■ **ЗАДАНИЕ**
Замените «комментариях» на «соцсетях» во фрагменте беседы, начиная со слов «Мне тоже пишут» и заканчивая словами «отреагировали твои родные?» включительно, и приведите этот отрывок целиком.

■ **ФРАГМЕНТ БЕСЕДЫ**
- - -
Мне тоже пишут в комментариях: ты ушёл в православие, это два шага назад. Потом сообщение пришло, что пройдёт два-три года, это всё пройдёт, захочется обратно. Я пишу ему: хорошо, прошло три года, а дальше что? Меня даже близко не тянет. Познав это всё, это земля и небо. И просто люди, которые не поняли, они вообще не понимают, что творится. Ты можешь сказать, как отреагировали твои родные?

Н. Павлиашвили:

Родителей нет, но есть семья, супруга, много друзей, естественно, дети, дочка. Бог даст, скоро покрещу. Отреагировали своеобразно, конфликта большого не было. Я говорил о том, что я начинаю смотреть в эту сторону, когда пошли у меня эти процессы, я достаточно, думаю, тактично и потихоньку как-то приготовил. У нас есть определённое взаимопонимание и как-то можем вмещать друг друга. И супруга, хотя тоже она сказала: «Что, теперь нам тоже переходить?» А они до сих пор как бы в Доме Евангелия. Там не так настолько критично, но сам факт, что самый первый вопрос был: «Что, нам тоже уходить?» Я говорю: «Из-за меня не надо уходить, надо приходить». Опять же к этому возвращаюсь, что нужно приходить  в православие, полюбить его, понять его, принять его. Потому что идти на чувствах, на эмоциях, хотя я когда исследовал и когда с пастором беседовал, у меня происходили определённые чувства, и это ломало мою логику. То есть я мог прийти в храм и расплакаться. Не просто, конечно, Дух Святой по определённому посещал, но моя протестантская логика это не могла вместить. То есть я говорил: я не хочу перейти к православию, потому что у меня слёзы на глазах. Я пытался как-то логично это понять, принять. И супруге, и многим друзьям говорю, что нельзя прийти в православие, потому что там это модно. Многие не видят в православии Церковь, загруженные теми стереотипами, которые наши медиа распространяют о Церкви. Допустим, тоже один из моих подходов таких личных, можно сказать, потому что, находясь в протестантизме, если бы я хотел оттуда уйти, я бы, наверно, нашёл возможности в плане того, что увидеть и разочароваться там и так далее. Так же и здесь. То есть мы знаем, как поливают Церковь Христову, как поносят, разную ерунду говорят. Но я, допустим, вижу в Церкви Церковь, то есть я вижу Христа, вижу Бога, я ищу там Бога, я не ищу причину разочароваться или какие-то там яхты Патриарха и так далее. То есть для меня то, что есть в этой Церкви Причастие, законный священник, я понимаю, с кем я вместе предстою, я понимаю, от кого я принимаю Причастие, что это законный рукоположенный священник, от апостольской преемственности – это для меня имеет огромную ценность.
- - -
■ **ИСХОДНЫЕ СТРОКИ**

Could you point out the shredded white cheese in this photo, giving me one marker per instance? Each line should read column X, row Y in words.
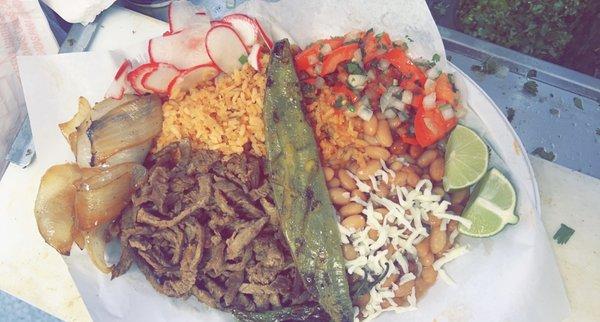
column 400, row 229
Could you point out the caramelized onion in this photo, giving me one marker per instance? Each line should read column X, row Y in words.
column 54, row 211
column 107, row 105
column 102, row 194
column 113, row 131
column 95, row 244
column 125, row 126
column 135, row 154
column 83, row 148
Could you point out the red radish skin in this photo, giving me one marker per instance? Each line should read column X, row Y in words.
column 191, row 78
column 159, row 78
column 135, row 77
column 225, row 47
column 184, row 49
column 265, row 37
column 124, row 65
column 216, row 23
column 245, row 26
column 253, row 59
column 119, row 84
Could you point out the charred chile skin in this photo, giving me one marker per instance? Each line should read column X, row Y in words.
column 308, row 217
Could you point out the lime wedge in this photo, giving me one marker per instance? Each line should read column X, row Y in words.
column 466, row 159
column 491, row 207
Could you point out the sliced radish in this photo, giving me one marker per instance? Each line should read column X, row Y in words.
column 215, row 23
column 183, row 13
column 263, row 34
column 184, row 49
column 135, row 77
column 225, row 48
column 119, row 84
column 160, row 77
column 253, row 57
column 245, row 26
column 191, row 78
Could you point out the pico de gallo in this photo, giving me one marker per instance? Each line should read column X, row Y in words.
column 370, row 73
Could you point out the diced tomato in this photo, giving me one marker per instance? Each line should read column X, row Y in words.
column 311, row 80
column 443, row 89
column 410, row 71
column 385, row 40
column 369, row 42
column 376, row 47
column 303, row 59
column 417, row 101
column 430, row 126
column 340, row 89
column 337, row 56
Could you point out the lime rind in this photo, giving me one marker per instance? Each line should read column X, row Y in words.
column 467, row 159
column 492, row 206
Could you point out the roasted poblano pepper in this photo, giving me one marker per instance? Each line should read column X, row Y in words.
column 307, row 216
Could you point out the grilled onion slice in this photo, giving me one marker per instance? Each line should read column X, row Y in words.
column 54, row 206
- - -
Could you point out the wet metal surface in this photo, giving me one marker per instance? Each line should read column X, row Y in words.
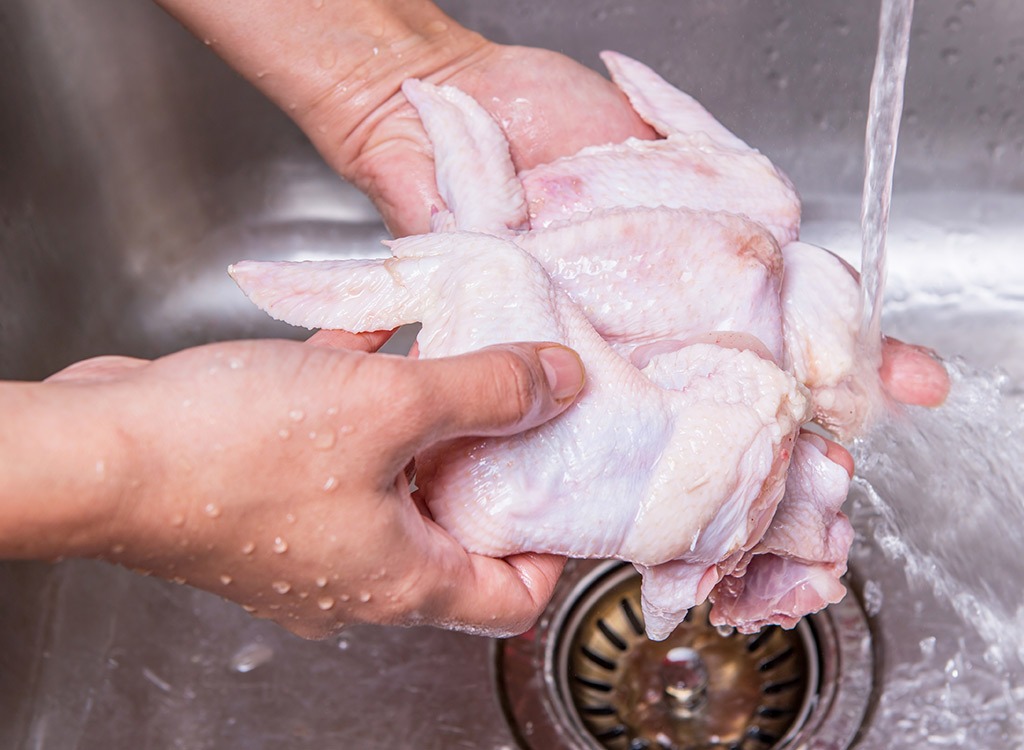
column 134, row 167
- - -
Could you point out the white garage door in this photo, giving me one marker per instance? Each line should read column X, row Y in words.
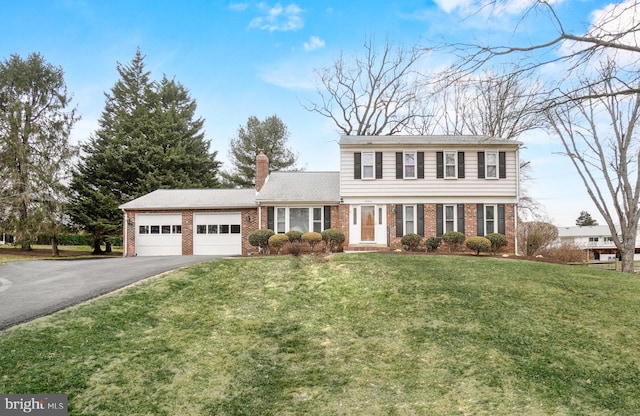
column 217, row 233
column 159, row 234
- - -
■ **РЕШЕНИЕ ЗАДАНИЯ**
Мне тоже пишут в соцсетях: ты ушёл в православие, это два шага назад. Потом сообщение пришло, что пройдёт два-три года, это всё пройдёт, захочется обратно. Я пишу ему: хорошо, прошло три года, а дальше что? Меня даже близко не тянет. Познав это всё, это земля и небо. И просто люди, которые не поняли, они вообще не понимают, что творится. Ты можешь сказать, как отреагировали твои родные?